Extract every line of the items below that contains the string "dense". Match it with case taken into account.
[Start of Records for this task]
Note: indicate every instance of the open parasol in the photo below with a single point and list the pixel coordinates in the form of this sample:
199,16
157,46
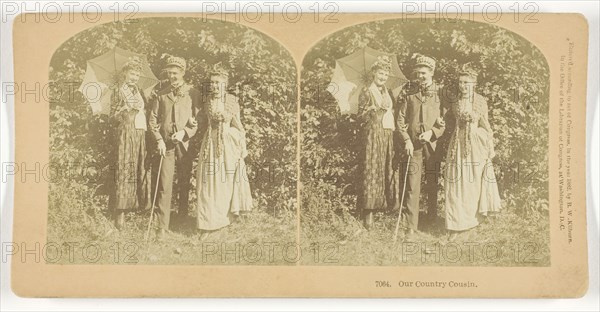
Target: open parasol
351,74
101,78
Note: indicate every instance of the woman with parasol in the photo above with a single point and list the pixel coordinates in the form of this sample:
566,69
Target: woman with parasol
129,124
376,112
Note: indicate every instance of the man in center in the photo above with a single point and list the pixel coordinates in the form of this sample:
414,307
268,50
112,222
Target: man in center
173,123
420,125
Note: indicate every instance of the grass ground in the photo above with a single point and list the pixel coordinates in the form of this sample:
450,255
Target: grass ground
81,232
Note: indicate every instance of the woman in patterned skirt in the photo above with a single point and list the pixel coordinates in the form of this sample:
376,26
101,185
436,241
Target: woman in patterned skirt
131,189
376,112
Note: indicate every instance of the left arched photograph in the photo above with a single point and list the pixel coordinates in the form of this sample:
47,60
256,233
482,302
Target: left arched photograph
177,145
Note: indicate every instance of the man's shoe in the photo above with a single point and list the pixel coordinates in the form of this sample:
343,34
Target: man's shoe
410,235
160,234
120,220
369,220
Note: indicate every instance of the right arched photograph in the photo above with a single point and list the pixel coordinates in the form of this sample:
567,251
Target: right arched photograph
425,143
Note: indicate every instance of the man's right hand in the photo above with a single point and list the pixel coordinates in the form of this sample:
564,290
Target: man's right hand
408,147
162,148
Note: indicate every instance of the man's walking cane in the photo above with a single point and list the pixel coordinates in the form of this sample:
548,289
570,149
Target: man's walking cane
402,200
154,200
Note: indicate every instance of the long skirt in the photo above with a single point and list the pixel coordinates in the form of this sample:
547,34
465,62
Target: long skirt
221,180
379,175
131,179
469,181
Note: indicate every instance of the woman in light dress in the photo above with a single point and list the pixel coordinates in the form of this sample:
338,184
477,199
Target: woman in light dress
222,183
470,183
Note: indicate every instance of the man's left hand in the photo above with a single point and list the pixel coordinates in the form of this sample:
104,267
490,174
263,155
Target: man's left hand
178,136
426,136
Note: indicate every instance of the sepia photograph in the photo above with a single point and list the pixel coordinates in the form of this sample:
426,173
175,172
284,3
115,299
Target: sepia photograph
198,154
180,141
426,143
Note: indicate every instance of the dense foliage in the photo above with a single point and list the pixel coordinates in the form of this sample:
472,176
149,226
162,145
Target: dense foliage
514,78
263,76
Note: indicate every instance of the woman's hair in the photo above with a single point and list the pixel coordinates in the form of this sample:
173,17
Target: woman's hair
467,70
134,63
383,62
219,71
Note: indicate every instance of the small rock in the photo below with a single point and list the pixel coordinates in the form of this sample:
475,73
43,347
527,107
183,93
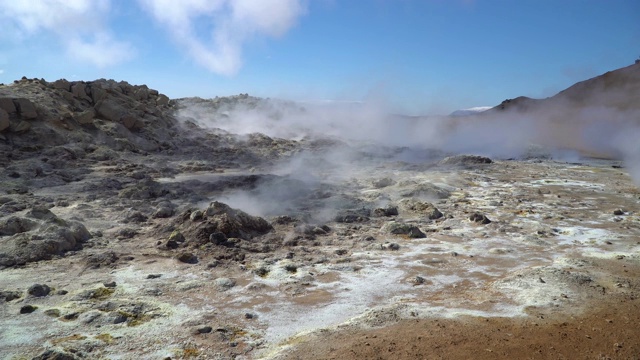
[End of Records for this task]
Result of this exercise —
Note: indicate every instance of the dense foliage in the photo above with a single point and list the pixel coordinates in the form of this sample:
Target: dense foliage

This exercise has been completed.